[begin Data]

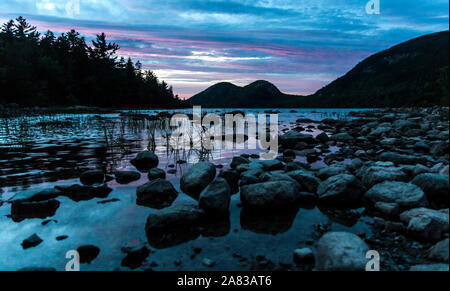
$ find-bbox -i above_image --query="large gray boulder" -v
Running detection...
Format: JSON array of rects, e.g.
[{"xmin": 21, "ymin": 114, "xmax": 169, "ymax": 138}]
[
  {"xmin": 364, "ymin": 181, "xmax": 428, "ymax": 210},
  {"xmin": 427, "ymin": 238, "xmax": 449, "ymax": 263},
  {"xmin": 317, "ymin": 174, "xmax": 365, "ymax": 206},
  {"xmin": 241, "ymin": 181, "xmax": 300, "ymax": 210},
  {"xmin": 411, "ymin": 173, "xmax": 450, "ymax": 208},
  {"xmin": 280, "ymin": 130, "xmax": 316, "ymax": 149},
  {"xmin": 198, "ymin": 178, "xmax": 231, "ymax": 215},
  {"xmin": 136, "ymin": 179, "xmax": 178, "ymax": 209},
  {"xmin": 362, "ymin": 166, "xmax": 409, "ymax": 188},
  {"xmin": 114, "ymin": 171, "xmax": 141, "ymax": 184},
  {"xmin": 400, "ymin": 208, "xmax": 449, "ymax": 242},
  {"xmin": 80, "ymin": 170, "xmax": 105, "ymax": 185},
  {"xmin": 180, "ymin": 162, "xmax": 216, "ymax": 199},
  {"xmin": 130, "ymin": 151, "xmax": 159, "ymax": 171},
  {"xmin": 316, "ymin": 232, "xmax": 369, "ymax": 271},
  {"xmin": 287, "ymin": 170, "xmax": 321, "ymax": 193}
]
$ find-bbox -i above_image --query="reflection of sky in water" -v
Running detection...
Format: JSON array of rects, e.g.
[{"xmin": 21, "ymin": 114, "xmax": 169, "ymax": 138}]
[{"xmin": 0, "ymin": 109, "xmax": 370, "ymax": 270}]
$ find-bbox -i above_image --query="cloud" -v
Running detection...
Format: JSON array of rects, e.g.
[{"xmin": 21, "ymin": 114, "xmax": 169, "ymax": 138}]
[{"xmin": 0, "ymin": 0, "xmax": 449, "ymax": 97}]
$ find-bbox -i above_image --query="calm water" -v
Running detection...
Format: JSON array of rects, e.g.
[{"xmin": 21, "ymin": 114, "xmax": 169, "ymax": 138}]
[{"xmin": 0, "ymin": 109, "xmax": 371, "ymax": 270}]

[end Data]

> **Given problem**
Return each line of the data above that contains the string "bbox".

> **Solution for this problem**
$ find-bbox -i above_image --query="large gray boulder" -v
$ find-bbox -i above_image --query="reflection of sky in water" -v
$ find-bbox -i above_image --query="cloud" -v
$ find-bbox -i above_image --query="calm water" -v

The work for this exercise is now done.